> [TEXT PASSAGE]
*-*-*
If you are correct and there is no reason to do a bail in and no chance they will ever want to, I wonder why they put that clause in the budget?

And then, if there ever is a bank crisis, you won't be able to withdraw your money anyway at least not in cash. I'm sure they will give you a cheque but if it fails to clear, you become an unsecured creditor which puts you in a worse position than a depositor.

Checkmate.


----------



## andrewf (Mar 1, 2010)

They put that clause in because they want banks to have contingent capital to reduce the chance they will need capital injections from the government. It's learning the lesson from the financial crisis in the US and the eurozone. Providing clear mechanisms for shareholders and creditors to absorb bank losses imposes market discipline and reduces the implied subsidy of government backing.

You selectively quote the government. Theylater clarified:



> Ottawa’s plan to create a safety net for Canada’s banks in the event of a financial crisis would involve a *new kind of investment similar to bonds that will be sold to large institutional investors,* rather than put the deposits of consumers at risk.
*-*-*
Stored data entries
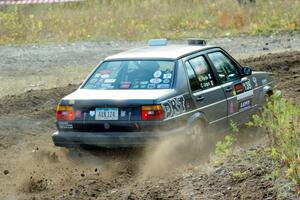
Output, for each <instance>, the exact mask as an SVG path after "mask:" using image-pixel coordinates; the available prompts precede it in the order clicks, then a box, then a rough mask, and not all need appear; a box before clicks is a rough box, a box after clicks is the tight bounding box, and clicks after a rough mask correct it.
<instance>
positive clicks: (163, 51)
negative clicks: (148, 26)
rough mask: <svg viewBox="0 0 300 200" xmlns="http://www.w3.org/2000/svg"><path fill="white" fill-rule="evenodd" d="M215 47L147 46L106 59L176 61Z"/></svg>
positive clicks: (107, 59) (178, 45) (179, 45)
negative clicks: (138, 59) (166, 60)
mask: <svg viewBox="0 0 300 200" xmlns="http://www.w3.org/2000/svg"><path fill="white" fill-rule="evenodd" d="M214 47H215V46H208V45H205V46H202V45H180V44H179V45H178V44H176V45H165V46H146V47H140V48H135V49H131V50H128V51H124V52H121V53H118V54H115V55H112V56H109V57H107V58H106V59H105V61H107V60H127V59H170V60H176V59H178V58H180V57H183V56H184V55H188V54H191V53H193V52H197V51H201V50H206V49H210V48H214Z"/></svg>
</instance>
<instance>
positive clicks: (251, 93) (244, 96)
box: [237, 90, 253, 100]
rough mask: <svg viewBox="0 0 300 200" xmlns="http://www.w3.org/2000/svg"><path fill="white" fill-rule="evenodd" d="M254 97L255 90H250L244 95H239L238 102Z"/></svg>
*-*-*
> [DIRECTIONS]
(1) In the forum thread on bank bail-ins, who is the new bond-like investment in Ottawa's plan to be sold to?
(2) Summarize the forum thread on bank bail-ins in two sentences.
(3) Extend the forum thread on bank bail-ins from the point where it stops.
The listing above is separate material from the forum thread on bank bail-ins.

> [WRITTEN ANSWERS]
(1) Large institutional investors.

(2) One poster questions why the budget includes a bail-in clause and warns that in a bank crisis depositors could end up as unsecured creditors holding a cheque that fails to clear. In reply, andrewf says the clause aims to give banks contingent capital so that shareholders and creditors absorb losses instead of the government, and notes that Ottawa later clarified the plan would use a bond-like investment sold to large institutional investors rather than put consumer deposits at risk.

(3)
> 
> Sources familiar with the government’s plan to create a “bail-in” mechanism for the financial sector, which will give banks access to emergency capital to keep themselves solvent in the event of a major crisis, say the concept is designed to prevent deposits or taxpayer money from being used to stabilize a bank.
> 
> ...



Rusty, your theory supposes that the government is lying when it says that deposits were never to be included in the plan, and really just carelessly tipped their hand in their carefully written budget document that they had plans to raid deposits. Based on their clarification and their actions since then (and before the budget), your theory is not consistent with reality. Sorry Rusty, you're just wrong. Please stop spreading misinformation. The government has no plans to annihilate the Canadian financial system by stealing granny's deposits.


----------



## fatcat (Nov 11, 2009)

good lord
if it's just money sitting in a checking or savings account where it is earning diddly, why not just keep your cash in a safe deposit box ?


----------



## marina628 (Dec 14, 2010)

james4beach said:


> Yes that's exactly what I've found too. This seems to be the threshold where it gets very difficult to withdraw cash and I find this totally unacceptable. Back in the 90s it wasn't so crazy to walk in and withdraw 5,000 and if you inflation adjust that's about 10,000 in today's dollars.
> 
> So we really should be able to walk into a bank and withdraw 10,000 without any issue, but try doing that and they will practically call the police. You will create a _scene_ trying to withdraw 10,000.
> 
> ...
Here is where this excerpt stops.